Items listed in a dataset
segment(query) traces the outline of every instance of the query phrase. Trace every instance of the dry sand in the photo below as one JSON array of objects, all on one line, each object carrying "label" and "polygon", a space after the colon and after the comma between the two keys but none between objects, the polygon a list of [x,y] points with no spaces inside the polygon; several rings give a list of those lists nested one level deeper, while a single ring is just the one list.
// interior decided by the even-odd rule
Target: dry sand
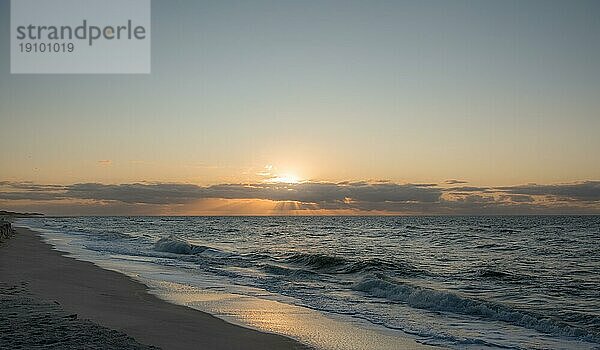
[{"label": "dry sand", "polygon": [[[141,344],[163,349],[306,348],[282,336],[233,325],[160,300],[147,293],[145,285],[92,263],[65,257],[43,242],[39,234],[23,228],[0,244],[0,281],[1,306],[9,303],[13,307],[10,323],[23,324],[9,329],[15,334],[2,334],[0,342],[4,344],[11,337],[20,337],[52,338],[54,348],[69,348],[61,341],[77,338],[84,339],[82,342],[93,338],[101,343],[100,348],[102,342],[105,348],[143,348]],[[72,314],[77,317],[68,317]],[[53,335],[56,327],[64,337]]]}]

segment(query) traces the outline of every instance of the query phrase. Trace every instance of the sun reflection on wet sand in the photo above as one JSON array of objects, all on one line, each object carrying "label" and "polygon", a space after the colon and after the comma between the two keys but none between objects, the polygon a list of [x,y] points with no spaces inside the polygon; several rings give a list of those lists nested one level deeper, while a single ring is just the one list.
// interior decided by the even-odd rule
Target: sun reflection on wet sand
[{"label": "sun reflection on wet sand", "polygon": [[155,292],[163,299],[208,312],[231,323],[285,335],[319,349],[432,348],[417,343],[401,331],[385,330],[366,321],[350,321],[253,296],[198,290],[171,282],[160,284]]}]

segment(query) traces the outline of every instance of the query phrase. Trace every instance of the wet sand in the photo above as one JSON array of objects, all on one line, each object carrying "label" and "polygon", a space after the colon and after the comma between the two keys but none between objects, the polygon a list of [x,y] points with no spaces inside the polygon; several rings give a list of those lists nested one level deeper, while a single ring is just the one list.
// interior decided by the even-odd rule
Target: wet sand
[{"label": "wet sand", "polygon": [[[2,338],[7,342],[11,337],[31,340],[31,334],[22,332],[35,328],[35,337],[41,340],[54,337],[55,348],[68,348],[61,341],[73,341],[73,337],[83,337],[86,332],[68,321],[76,319],[86,327],[93,326],[93,338],[100,344],[106,341],[106,348],[113,348],[114,341],[129,342],[132,348],[142,344],[163,349],[307,348],[283,336],[233,325],[210,314],[163,301],[149,294],[145,285],[125,275],[64,256],[43,242],[38,233],[24,228],[17,228],[14,237],[0,243],[0,281],[3,290],[10,291],[0,302],[15,307],[11,322],[27,325],[13,327],[8,334],[3,332]],[[67,323],[52,321],[55,318]],[[65,337],[53,335],[56,334],[53,324],[58,324]],[[117,332],[104,332],[106,328]]]}]

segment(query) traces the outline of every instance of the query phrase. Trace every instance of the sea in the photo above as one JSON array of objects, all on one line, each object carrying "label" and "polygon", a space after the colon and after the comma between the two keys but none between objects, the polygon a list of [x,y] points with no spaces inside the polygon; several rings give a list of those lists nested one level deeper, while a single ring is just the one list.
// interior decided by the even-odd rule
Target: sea
[{"label": "sea", "polygon": [[600,216],[41,217],[17,226],[167,300],[318,349],[402,348],[405,338],[600,349]]}]

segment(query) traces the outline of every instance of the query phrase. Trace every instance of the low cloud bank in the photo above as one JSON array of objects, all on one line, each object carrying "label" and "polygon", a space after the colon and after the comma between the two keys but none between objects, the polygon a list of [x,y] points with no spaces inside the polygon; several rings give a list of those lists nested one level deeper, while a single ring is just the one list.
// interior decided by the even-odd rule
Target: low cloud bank
[{"label": "low cloud bank", "polygon": [[0,201],[81,201],[85,205],[173,206],[202,199],[271,200],[286,210],[345,210],[405,214],[600,214],[600,181],[503,187],[392,182],[180,183],[48,185],[0,182]]}]

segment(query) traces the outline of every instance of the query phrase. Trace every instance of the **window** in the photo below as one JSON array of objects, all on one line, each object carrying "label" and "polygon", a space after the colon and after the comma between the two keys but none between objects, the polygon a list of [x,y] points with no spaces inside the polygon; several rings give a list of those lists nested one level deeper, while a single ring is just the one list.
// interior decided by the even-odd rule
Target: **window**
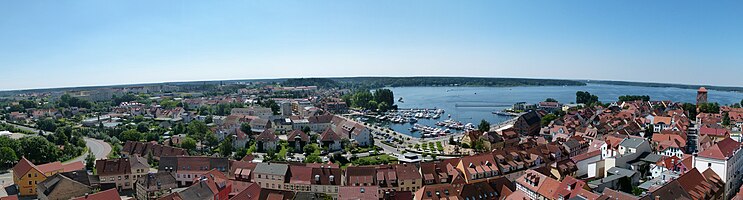
[{"label": "window", "polygon": [[[31,175],[31,174],[29,174],[29,176],[30,176],[30,175]],[[28,181],[28,185],[32,185],[31,183],[33,183],[33,182],[31,182],[31,181]]]},{"label": "window", "polygon": [[712,163],[707,163],[707,167],[712,167]]},{"label": "window", "polygon": [[28,177],[31,178],[31,174],[28,174]]}]

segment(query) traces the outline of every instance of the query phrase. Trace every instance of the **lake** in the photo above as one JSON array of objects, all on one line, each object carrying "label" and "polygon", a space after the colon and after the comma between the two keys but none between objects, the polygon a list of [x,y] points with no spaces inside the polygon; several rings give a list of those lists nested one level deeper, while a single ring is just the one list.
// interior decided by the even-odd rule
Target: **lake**
[{"label": "lake", "polygon": [[[617,101],[622,95],[649,95],[651,100],[671,100],[674,102],[696,102],[696,90],[680,88],[619,86],[588,84],[586,86],[537,86],[537,87],[396,87],[388,88],[404,102],[396,102],[399,108],[441,108],[446,111],[441,119],[420,119],[419,124],[434,126],[451,115],[451,119],[477,125],[485,119],[498,124],[511,117],[492,114],[510,108],[516,102],[539,103],[554,98],[560,103],[575,102],[577,91],[588,91],[602,102]],[[720,104],[739,103],[743,93],[709,90],[709,101]],[[412,124],[382,123],[398,132],[420,137],[411,133]]]}]

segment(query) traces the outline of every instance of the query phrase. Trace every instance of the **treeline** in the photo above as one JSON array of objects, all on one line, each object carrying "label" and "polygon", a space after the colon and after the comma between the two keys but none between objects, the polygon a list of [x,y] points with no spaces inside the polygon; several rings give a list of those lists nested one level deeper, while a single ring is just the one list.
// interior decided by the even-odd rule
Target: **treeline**
[{"label": "treeline", "polygon": [[480,78],[480,77],[348,77],[348,78],[296,78],[287,79],[285,86],[383,88],[413,86],[582,86],[580,81],[526,78]]},{"label": "treeline", "polygon": [[[61,148],[60,148],[61,147]],[[33,163],[66,161],[85,151],[83,134],[72,127],[57,128],[55,134],[30,135],[20,139],[0,137],[0,168],[12,167],[21,156]]]},{"label": "treeline", "polygon": [[480,77],[351,77],[333,78],[338,82],[367,85],[372,88],[412,86],[582,86],[583,82],[554,79],[480,78]]},{"label": "treeline", "polygon": [[607,84],[607,85],[642,86],[642,87],[670,87],[670,88],[681,88],[681,89],[692,89],[692,90],[699,89],[699,87],[705,87],[710,90],[743,92],[743,87],[725,87],[725,86],[710,86],[710,85],[682,85],[682,84],[672,84],[672,83],[644,83],[644,82],[628,82],[628,81],[591,81],[591,83],[599,83],[599,84]]},{"label": "treeline", "polygon": [[377,89],[374,93],[369,90],[359,90],[353,94],[344,95],[343,100],[351,107],[366,110],[384,112],[395,108],[395,95],[390,89]]},{"label": "treeline", "polygon": [[650,101],[650,96],[648,95],[624,95],[619,96],[619,101]]}]

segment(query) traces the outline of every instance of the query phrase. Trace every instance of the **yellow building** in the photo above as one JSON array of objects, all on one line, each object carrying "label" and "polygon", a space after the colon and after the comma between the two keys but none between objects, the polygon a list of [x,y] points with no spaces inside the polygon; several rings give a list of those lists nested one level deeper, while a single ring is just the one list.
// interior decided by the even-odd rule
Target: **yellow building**
[{"label": "yellow building", "polygon": [[25,157],[21,157],[18,164],[13,166],[13,182],[18,186],[20,196],[36,196],[36,184],[46,180],[46,177],[83,168],[85,165],[80,161],[69,164],[52,162],[36,166]]}]

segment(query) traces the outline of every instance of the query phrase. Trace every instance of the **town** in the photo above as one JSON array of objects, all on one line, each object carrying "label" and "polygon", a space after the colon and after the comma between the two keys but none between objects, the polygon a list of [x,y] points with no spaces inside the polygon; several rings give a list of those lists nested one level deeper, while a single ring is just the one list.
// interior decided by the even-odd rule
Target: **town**
[{"label": "town", "polygon": [[322,81],[17,92],[0,199],[743,199],[743,108],[703,87],[691,103],[577,91],[464,125]]}]

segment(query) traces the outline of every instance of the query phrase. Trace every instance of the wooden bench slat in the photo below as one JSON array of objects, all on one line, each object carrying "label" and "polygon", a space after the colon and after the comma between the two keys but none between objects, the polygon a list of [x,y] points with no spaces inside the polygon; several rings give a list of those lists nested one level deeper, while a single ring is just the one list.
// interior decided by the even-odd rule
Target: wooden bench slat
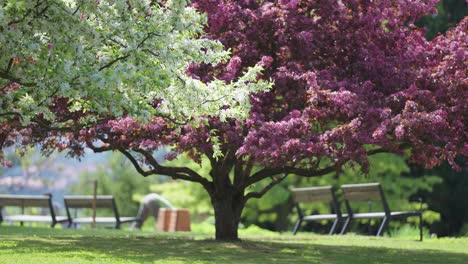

> Aim of the task:
Where a line of the entries above holds the word "slat", return that line.

> The answer:
segment(query) traces the outline of every instance of the query phrase. Trace every instance of the wooden bench slat in the photo below as one JSON array of objects, all on one line, each object carrying "label" and "polygon", a space after the colon and after the comma between the two keys but none between objects, the polygon a list of [x,y] points with no spaces inside the polygon; several rings give a list of those lists nested one level deeper, while a single ring is just the one list.
Target: wooden bench slat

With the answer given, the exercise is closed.